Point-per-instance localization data

++++

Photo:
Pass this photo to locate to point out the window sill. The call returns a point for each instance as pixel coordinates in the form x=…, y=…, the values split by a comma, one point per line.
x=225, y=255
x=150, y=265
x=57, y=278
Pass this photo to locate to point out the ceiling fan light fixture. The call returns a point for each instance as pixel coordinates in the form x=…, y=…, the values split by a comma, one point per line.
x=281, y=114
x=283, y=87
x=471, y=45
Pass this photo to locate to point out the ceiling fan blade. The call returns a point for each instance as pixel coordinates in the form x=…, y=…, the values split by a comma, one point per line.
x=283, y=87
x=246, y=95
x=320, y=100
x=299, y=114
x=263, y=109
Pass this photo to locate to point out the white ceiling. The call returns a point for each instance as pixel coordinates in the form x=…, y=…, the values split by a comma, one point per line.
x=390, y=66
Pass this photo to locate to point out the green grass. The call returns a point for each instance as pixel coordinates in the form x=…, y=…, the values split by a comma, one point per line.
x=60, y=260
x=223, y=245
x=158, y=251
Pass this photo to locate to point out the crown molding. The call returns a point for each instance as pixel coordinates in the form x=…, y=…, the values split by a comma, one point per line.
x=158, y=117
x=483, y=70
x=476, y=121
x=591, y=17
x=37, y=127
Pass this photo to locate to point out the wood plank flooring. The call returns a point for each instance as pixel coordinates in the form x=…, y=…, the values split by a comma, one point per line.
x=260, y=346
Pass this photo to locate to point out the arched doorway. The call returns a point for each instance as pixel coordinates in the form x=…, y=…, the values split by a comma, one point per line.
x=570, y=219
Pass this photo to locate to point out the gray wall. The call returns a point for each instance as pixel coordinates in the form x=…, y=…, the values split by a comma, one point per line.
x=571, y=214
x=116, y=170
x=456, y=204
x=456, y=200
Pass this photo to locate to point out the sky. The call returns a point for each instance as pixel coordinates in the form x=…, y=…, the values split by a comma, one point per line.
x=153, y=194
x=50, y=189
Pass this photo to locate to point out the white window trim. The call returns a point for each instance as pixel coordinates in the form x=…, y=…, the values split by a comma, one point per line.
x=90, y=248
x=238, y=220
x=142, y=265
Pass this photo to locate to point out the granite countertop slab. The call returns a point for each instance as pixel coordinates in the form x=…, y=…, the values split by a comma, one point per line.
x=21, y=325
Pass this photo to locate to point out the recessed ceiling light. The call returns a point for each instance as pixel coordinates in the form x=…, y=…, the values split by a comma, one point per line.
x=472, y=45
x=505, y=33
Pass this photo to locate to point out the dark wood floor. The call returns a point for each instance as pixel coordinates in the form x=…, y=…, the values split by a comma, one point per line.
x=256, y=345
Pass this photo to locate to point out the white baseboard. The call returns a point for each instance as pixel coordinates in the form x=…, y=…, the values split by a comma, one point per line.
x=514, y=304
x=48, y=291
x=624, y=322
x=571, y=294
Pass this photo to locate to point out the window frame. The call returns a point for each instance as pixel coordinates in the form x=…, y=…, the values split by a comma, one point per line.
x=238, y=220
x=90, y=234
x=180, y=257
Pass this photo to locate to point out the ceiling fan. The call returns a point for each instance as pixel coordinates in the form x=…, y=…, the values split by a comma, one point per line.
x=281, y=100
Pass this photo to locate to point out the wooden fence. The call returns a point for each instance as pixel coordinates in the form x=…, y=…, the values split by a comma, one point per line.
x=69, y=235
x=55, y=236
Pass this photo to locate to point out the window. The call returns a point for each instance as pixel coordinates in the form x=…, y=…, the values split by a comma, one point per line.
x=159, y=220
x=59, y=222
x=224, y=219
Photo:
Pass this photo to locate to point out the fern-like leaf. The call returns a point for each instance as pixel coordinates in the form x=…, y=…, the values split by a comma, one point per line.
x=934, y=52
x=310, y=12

++++

What this task involves = Each line of the records must be reproduced exactly.

Answer to this task =
Photo:
Pass this photo to locate to point out the window sill. The call returns a point for each instance as pixel coordinates in the form x=…, y=…, the values split by a comma, one point per line.
x=225, y=255
x=150, y=265
x=57, y=278
Pass this photo to locate to point out the ceiling fan light fixture. The call returns a point for each instance as pixel coordinates in the form x=…, y=…, the values split by a comma, one point per line.
x=281, y=114
x=283, y=87
x=471, y=45
Pass this photo to locate to point out the ceiling fan blade. The call returns a point for each instance as pixel coordinates in the form x=…, y=…, the values split by a comma, one point per line.
x=283, y=87
x=246, y=95
x=320, y=100
x=299, y=114
x=263, y=109
Pass this photo to locate to point out the white ceiling. The call returns a point for each instance as pixel coordinates in the form x=…, y=…, the values split by a comma, one point per line.
x=390, y=66
Pass this photo to locate to point out the green grass. The call returns a point for each instance as pixel coordinates in the form x=…, y=…, the values split by a comma, one point per line.
x=60, y=260
x=223, y=245
x=158, y=251
Pass this photo to locate to point out the crown molding. The call returns a point for each instance as pixel coordinates in the form x=…, y=…, the values split by a comma, one point per line.
x=158, y=117
x=483, y=70
x=476, y=121
x=591, y=17
x=37, y=127
Pass this photo to locate to point out the wood plank flooring. The call returns a point for each instance as pixel coordinates in the form x=…, y=…, the values split by a comma, one point per line.
x=260, y=346
Pass this photo to locate to point out the arched doorway. The call returns a point for each instance as pixel coordinates in the form x=…, y=…, the values split by a comma, one point per line.
x=570, y=219
Pass this photo to locate to point out the gray wall. The call returns a point for each instance as pixel coordinates in the form x=…, y=…, the values split by a comma, one point per line.
x=571, y=214
x=116, y=170
x=456, y=204
x=456, y=200
Pass this photo to locate to point out the sky. The call returns a point for each instance as pixel coordinates in the form x=…, y=…, the values split by a comma, one point per line.
x=153, y=194
x=50, y=189
Pass this photo to locate to point out the white window trim. The call returns a point for each instance as pixel coordinates in the form x=…, y=…, the values split by a comma, one point per line.
x=90, y=248
x=238, y=220
x=142, y=265
Pass this photo to locate to point out the granite countertop slab. The call returns a point for each instance as pixel coordinates in the form x=…, y=…, the values split by a comma, one point per line.
x=21, y=325
Pass this photo to locate to point out the recessed ceiling light. The call returns a point for each instance as pixel coordinates in the form x=…, y=…, the values split by a comma, one point per line.
x=472, y=45
x=505, y=33
Pass this photo to locate to point out the dark wood floor. The call returns a point for each instance as pixel coordinates in the form x=…, y=…, the values split by a comma, one point per line.
x=256, y=345
Pass this photo to locate to point out the white baseboard. The call returns a point for each instance as pixel coordinates in the form x=…, y=…, the values split by a comma, one point per line.
x=514, y=304
x=48, y=291
x=624, y=322
x=571, y=294
Pass this photo to locate to point out the window frame. The call returns a point for each instance as pixel coordinates in the form x=…, y=…, the values split by a comma, one point per line.
x=238, y=220
x=90, y=234
x=180, y=257
Pass this photo to locate to point out the ceiling fan. The call returns a point for each instance as pixel coordinates in the form x=…, y=…, the values split by a comma, one point per line.
x=281, y=100
Pass this photo to locate to point out the wooden fence. The call returns a point for each instance as pixel coordinates in the form x=…, y=…, the values split by a comma, one point per line.
x=69, y=235
x=55, y=236
Pass this photo to locate to point out the window. The call returns a point for each instance as pixel coordinates in the form x=…, y=…, the values split by a comma, one point per line.
x=159, y=220
x=59, y=222
x=224, y=219
Photo:
Pass this photo to locate to point out the fern-like leaf. The call returns a point for each instance as pixel coordinates in the form x=…, y=…, the values split by a comma, one point per line.
x=934, y=52
x=310, y=12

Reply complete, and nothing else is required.